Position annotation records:

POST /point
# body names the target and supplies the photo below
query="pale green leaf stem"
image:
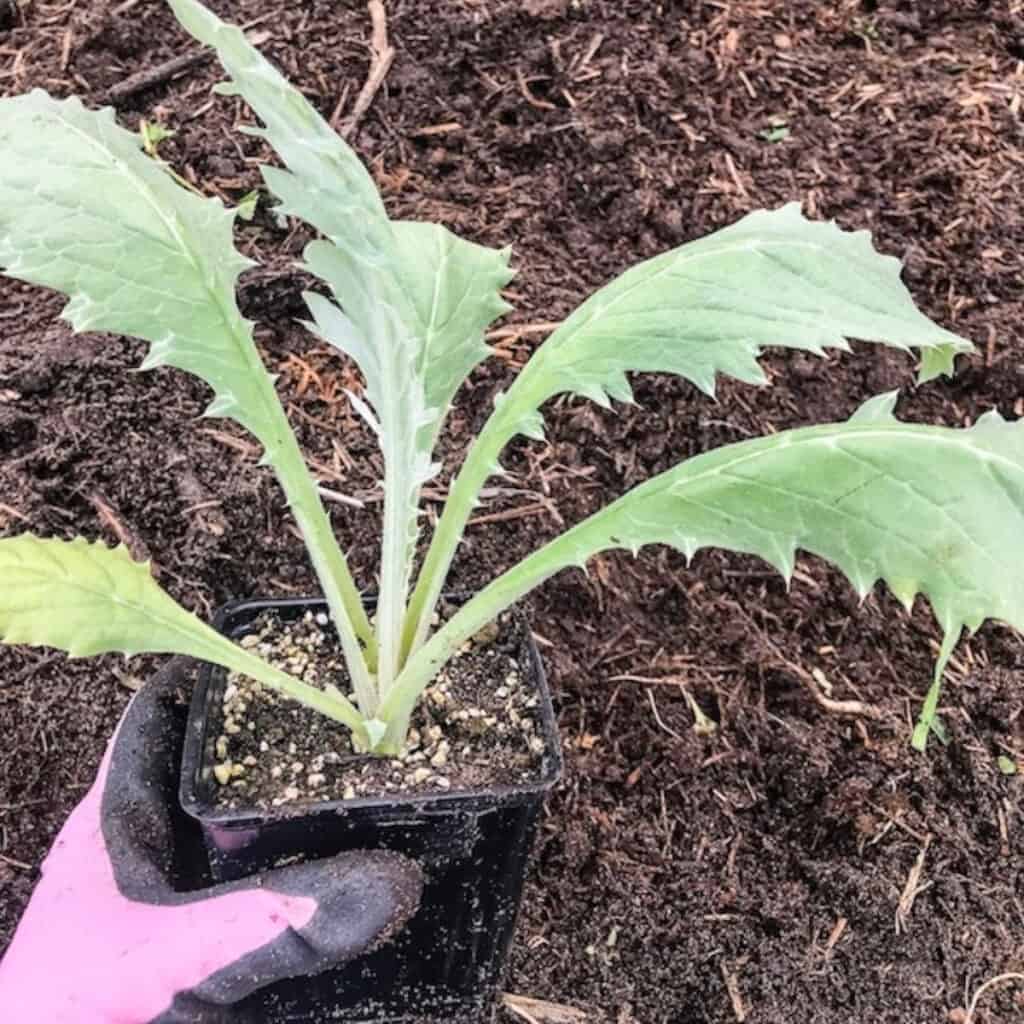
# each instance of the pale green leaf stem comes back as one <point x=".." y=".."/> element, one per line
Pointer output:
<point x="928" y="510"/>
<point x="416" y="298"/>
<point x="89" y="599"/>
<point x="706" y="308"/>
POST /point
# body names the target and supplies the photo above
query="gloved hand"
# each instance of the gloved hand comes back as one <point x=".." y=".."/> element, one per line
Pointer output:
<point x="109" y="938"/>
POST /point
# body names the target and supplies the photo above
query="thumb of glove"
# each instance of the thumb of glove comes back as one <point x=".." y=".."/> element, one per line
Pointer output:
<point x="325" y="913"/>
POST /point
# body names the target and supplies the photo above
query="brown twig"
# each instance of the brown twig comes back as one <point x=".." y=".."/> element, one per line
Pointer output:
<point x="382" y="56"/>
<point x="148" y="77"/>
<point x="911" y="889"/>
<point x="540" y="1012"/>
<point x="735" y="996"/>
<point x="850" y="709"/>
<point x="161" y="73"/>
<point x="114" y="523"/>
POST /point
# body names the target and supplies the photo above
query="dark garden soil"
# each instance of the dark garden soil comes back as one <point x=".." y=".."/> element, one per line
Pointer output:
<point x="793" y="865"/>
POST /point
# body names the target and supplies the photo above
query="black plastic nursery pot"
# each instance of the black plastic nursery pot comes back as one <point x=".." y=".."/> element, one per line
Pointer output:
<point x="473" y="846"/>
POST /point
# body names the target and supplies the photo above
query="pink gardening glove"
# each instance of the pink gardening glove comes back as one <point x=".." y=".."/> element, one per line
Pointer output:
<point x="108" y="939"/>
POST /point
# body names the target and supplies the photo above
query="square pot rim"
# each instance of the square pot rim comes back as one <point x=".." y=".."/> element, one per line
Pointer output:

• Aim of the task:
The records above need to be given again exactly. Omit the pictures.

• Task solution:
POST /point
# body names the target and supplies the photo below
query="pale green leaf stem"
image:
# each instance of the pale green leaf stem comes back as one <point x=".." y=".."/> element, one per line
Pointer output:
<point x="928" y="510"/>
<point x="416" y="298"/>
<point x="89" y="599"/>
<point x="706" y="308"/>
POST /point
# body names the target and supplies the photo above
query="gloved hand"
# each instance of the gloved hand comes back as one <point x=".." y=".."/> element, one per line
Pointer output:
<point x="109" y="938"/>
POST /point
# body names the target and supplies the photo above
query="thumb of glove"
# each instance of the thumb of glove comes back as one <point x=".." y=".."/> element, one per line
Pointer output:
<point x="325" y="913"/>
POST /point
# body names the target and supplies the photo above
query="brown twig"
# each instance of the brown twig comes back as one <point x=".." y=".."/> element, one per line
Pointer output:
<point x="382" y="56"/>
<point x="148" y="77"/>
<point x="911" y="889"/>
<point x="540" y="1012"/>
<point x="735" y="996"/>
<point x="850" y="709"/>
<point x="161" y="73"/>
<point x="114" y="523"/>
POST /point
# body names the target and supplies the photo above
query="dark garden soil"
# each instance of the dark garden soil comes back as one <point x=".." y=".."/> element, one per line
Pointer output:
<point x="793" y="865"/>
POST /point
# body names the target and supplies the photo above
query="black plastic nursery pot"
# each instance of the black plastic nursery pot comes back as one <point x=".." y=".."/> element, one per line
Pointer output:
<point x="473" y="846"/>
POST /point
# body names the target and supplies the photo above
query="pink gardening glove"
# each instance of the pink gardening glove comes back as one <point x=".." y=".."/> element, one per line
Pointer output:
<point x="108" y="939"/>
POST /point
# body names the target and supplies the photo above
query="square pot rim"
# each instance of the square pot rim comes back as one <point x=".." y=".."/> element, one per line
Pointer output:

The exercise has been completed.